* **Excerpt to read**:
---

The ability of EU institutions to posture as being powerful internationally keeps being questioned from the inside—that is, by member states and their competing interests. Hungary is normally counted as the most serious culprit, in this respect. At the end of EU-US tariff negotiations a few weeks ago, Hungarian PM Viktor Orbán notoriously diminished von der Leyen’s negotiating performance, labelling her as a ‘featherweight’ which US President Trump would have ‘eaten for breakfast’ during trade talks.

Considering that von der Leyen was supposedly negotiating on behalf of Hungary as well, this was neither flattering nor was it the first time Budapest-Brussels tensions had tainted the EU’s top officer’s credibility in a multilateral context.

Yet Hungary is hardly alone in feeding this kind of internal delegitimisation of von der Leyen’s ambitions. In fact, French PM François Bayrou similarly decried the EU’s attitude during bilateral negotiations as ‘resigning itself into submission’.

---

* **Problem set**:
1. Reproduce the passage from the excerpt on EU internal tensions, starting with "Yet Hungary is" and going on through "itself into submission’.".
2. According to the excerpt on EU internal tensions, what label did Viktor Orbán apply to von der Leyen?
3. List every person named in the excerpt on EU internal tensions.

Photo object pointing items:

---

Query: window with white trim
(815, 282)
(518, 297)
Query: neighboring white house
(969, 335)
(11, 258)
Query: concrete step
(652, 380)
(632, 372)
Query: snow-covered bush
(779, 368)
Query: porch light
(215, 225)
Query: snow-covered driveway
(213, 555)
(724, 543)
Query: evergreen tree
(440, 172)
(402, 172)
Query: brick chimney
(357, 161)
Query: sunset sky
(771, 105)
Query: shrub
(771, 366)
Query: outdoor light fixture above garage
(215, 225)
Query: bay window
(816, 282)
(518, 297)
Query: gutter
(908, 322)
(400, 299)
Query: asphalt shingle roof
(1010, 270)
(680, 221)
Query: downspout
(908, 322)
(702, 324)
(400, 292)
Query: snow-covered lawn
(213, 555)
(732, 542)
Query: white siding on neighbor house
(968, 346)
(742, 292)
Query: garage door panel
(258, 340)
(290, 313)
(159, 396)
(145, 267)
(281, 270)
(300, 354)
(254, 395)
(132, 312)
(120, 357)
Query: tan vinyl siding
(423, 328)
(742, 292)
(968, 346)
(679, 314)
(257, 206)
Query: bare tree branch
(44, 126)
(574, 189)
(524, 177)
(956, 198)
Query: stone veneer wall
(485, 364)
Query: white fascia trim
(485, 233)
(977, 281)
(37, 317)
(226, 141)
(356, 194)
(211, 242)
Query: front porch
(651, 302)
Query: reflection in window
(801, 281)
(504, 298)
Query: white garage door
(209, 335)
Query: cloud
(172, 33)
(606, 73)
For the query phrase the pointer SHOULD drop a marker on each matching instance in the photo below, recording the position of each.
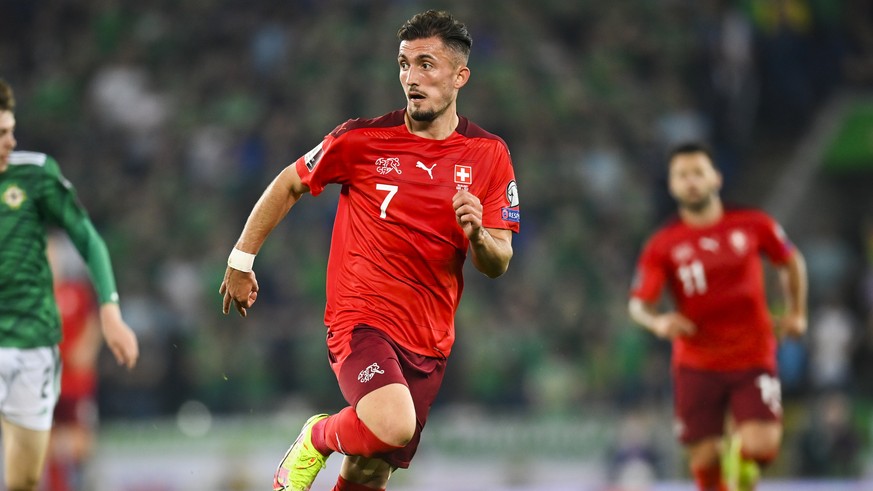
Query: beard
(425, 115)
(696, 206)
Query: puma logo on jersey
(419, 165)
(368, 373)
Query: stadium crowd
(170, 117)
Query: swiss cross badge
(463, 176)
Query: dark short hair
(7, 99)
(691, 147)
(441, 24)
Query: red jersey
(76, 305)
(397, 251)
(716, 279)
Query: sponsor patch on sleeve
(313, 156)
(510, 214)
(512, 193)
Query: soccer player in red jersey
(724, 346)
(75, 414)
(421, 187)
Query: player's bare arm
(491, 247)
(241, 287)
(667, 325)
(794, 287)
(118, 335)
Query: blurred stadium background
(171, 117)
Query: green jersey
(33, 195)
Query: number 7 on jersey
(392, 190)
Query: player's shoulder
(471, 130)
(21, 157)
(33, 161)
(389, 120)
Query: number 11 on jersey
(693, 278)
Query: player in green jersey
(33, 196)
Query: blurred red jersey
(716, 279)
(397, 251)
(76, 304)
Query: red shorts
(703, 398)
(376, 361)
(76, 411)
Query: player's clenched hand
(793, 325)
(239, 288)
(672, 325)
(468, 212)
(118, 335)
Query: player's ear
(462, 76)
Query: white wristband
(241, 260)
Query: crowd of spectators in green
(170, 117)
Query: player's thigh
(369, 472)
(32, 392)
(760, 439)
(24, 454)
(756, 395)
(701, 400)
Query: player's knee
(24, 483)
(399, 432)
(368, 472)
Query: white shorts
(30, 382)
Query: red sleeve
(773, 241)
(650, 275)
(500, 207)
(323, 165)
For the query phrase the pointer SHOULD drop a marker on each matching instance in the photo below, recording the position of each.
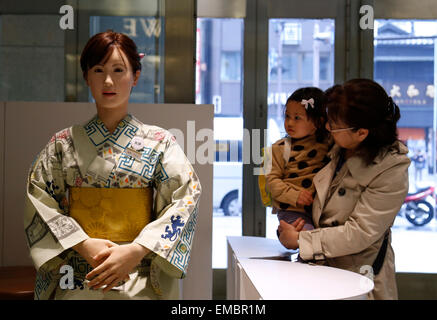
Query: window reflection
(404, 66)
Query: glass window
(218, 81)
(404, 65)
(147, 32)
(231, 66)
(307, 66)
(295, 60)
(325, 65)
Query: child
(299, 156)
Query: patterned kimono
(135, 155)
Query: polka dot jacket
(295, 162)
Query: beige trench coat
(353, 212)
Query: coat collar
(363, 173)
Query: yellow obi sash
(118, 215)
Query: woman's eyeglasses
(329, 128)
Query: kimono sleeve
(178, 191)
(49, 231)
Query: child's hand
(289, 234)
(305, 198)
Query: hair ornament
(309, 102)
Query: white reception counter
(249, 277)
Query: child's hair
(317, 114)
(363, 103)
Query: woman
(90, 194)
(360, 191)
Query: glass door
(219, 61)
(405, 53)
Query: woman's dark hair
(363, 103)
(100, 47)
(317, 114)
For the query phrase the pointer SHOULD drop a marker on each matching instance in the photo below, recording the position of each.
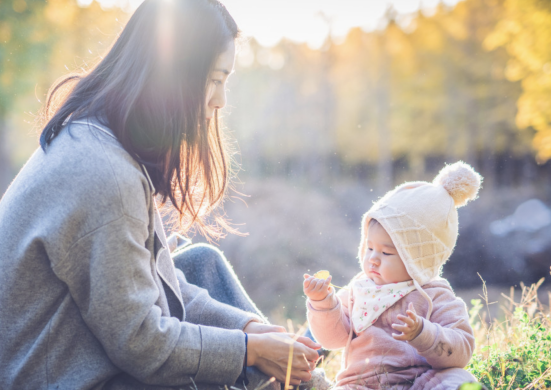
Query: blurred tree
(39, 42)
(524, 31)
(24, 45)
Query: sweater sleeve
(447, 340)
(329, 320)
(108, 274)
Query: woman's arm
(108, 273)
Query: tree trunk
(5, 164)
(384, 164)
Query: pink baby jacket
(374, 358)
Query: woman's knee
(205, 255)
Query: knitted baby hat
(421, 220)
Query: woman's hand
(413, 325)
(316, 289)
(259, 327)
(269, 352)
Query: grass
(512, 353)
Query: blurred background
(333, 103)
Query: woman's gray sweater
(83, 262)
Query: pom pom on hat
(461, 181)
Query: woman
(89, 295)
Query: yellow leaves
(514, 71)
(61, 12)
(501, 34)
(6, 79)
(19, 6)
(5, 32)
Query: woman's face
(216, 89)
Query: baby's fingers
(401, 328)
(401, 337)
(405, 319)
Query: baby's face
(381, 262)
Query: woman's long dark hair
(150, 90)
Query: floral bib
(371, 300)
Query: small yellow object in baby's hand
(324, 274)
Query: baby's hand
(412, 327)
(316, 289)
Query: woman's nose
(218, 100)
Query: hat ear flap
(363, 242)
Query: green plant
(514, 353)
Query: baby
(400, 323)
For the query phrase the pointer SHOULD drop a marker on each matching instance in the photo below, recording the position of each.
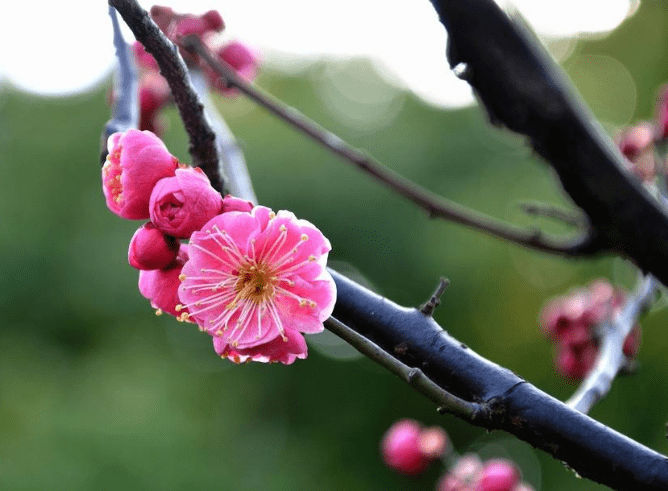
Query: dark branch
(433, 204)
(172, 67)
(523, 89)
(510, 403)
(125, 107)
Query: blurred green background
(96, 392)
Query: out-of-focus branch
(432, 203)
(523, 88)
(125, 106)
(202, 137)
(232, 160)
(447, 403)
(611, 358)
(508, 402)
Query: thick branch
(432, 203)
(592, 449)
(523, 89)
(172, 67)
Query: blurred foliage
(99, 393)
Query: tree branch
(509, 402)
(523, 88)
(125, 106)
(173, 68)
(432, 203)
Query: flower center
(256, 283)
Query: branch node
(435, 300)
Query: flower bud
(161, 286)
(498, 475)
(151, 249)
(213, 20)
(137, 160)
(182, 204)
(409, 449)
(240, 57)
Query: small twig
(430, 305)
(432, 203)
(447, 403)
(611, 358)
(568, 217)
(173, 68)
(232, 162)
(125, 106)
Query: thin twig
(432, 203)
(232, 162)
(435, 300)
(447, 403)
(611, 358)
(173, 68)
(550, 211)
(125, 106)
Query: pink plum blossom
(243, 59)
(137, 160)
(257, 278)
(408, 448)
(498, 475)
(276, 350)
(151, 249)
(184, 203)
(463, 476)
(161, 286)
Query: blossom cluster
(154, 94)
(253, 279)
(571, 322)
(409, 448)
(639, 143)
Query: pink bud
(162, 16)
(137, 160)
(240, 57)
(401, 448)
(151, 249)
(662, 114)
(214, 20)
(161, 286)
(498, 475)
(189, 24)
(230, 203)
(182, 204)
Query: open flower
(257, 278)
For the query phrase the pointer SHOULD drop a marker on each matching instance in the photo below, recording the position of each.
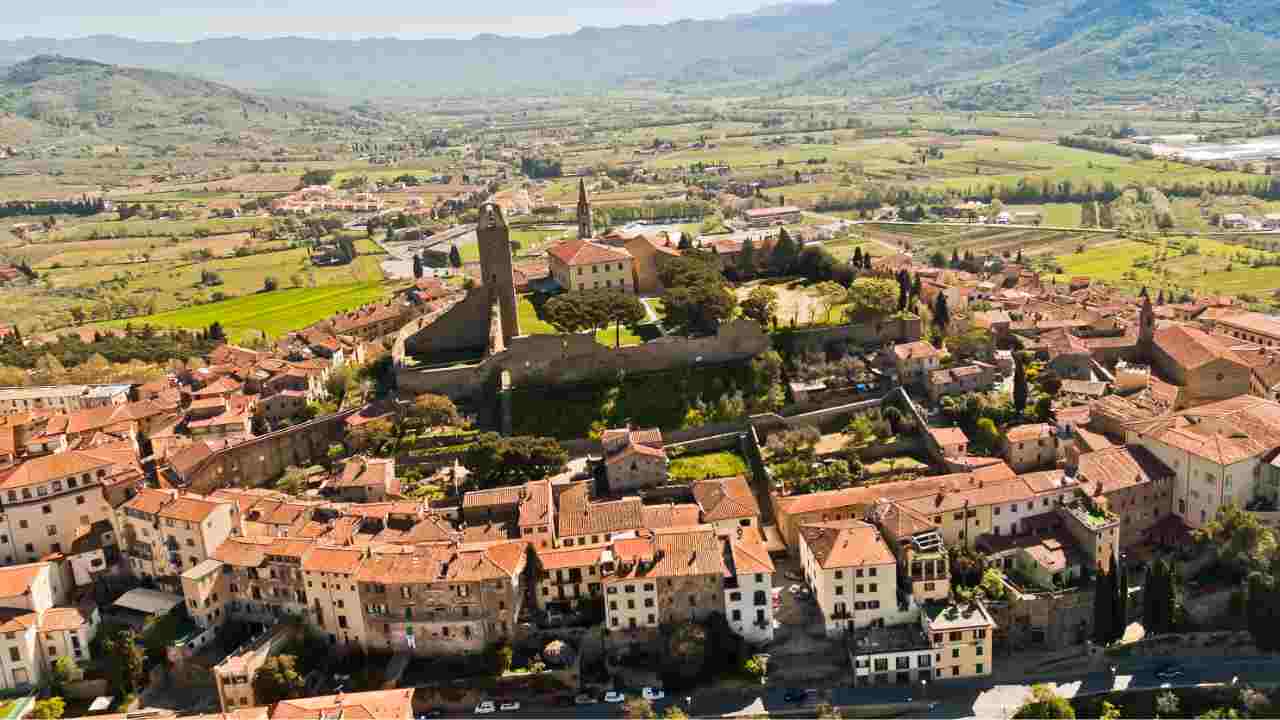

---

* **Answers to the exercises**:
1.
Yet Hungary is hardly alone in feeding this kind of internal delegitimisation of von der Leyen’s ambitions. In fact, French PM François Bayrou similarly decried the EU’s attitude during bilateral negotiations as ‘resigning itself into submission’.

2. He labeled her a 'featherweight'.

3.
Viktor Orbán
von der Leyen
Trump
François Bayrou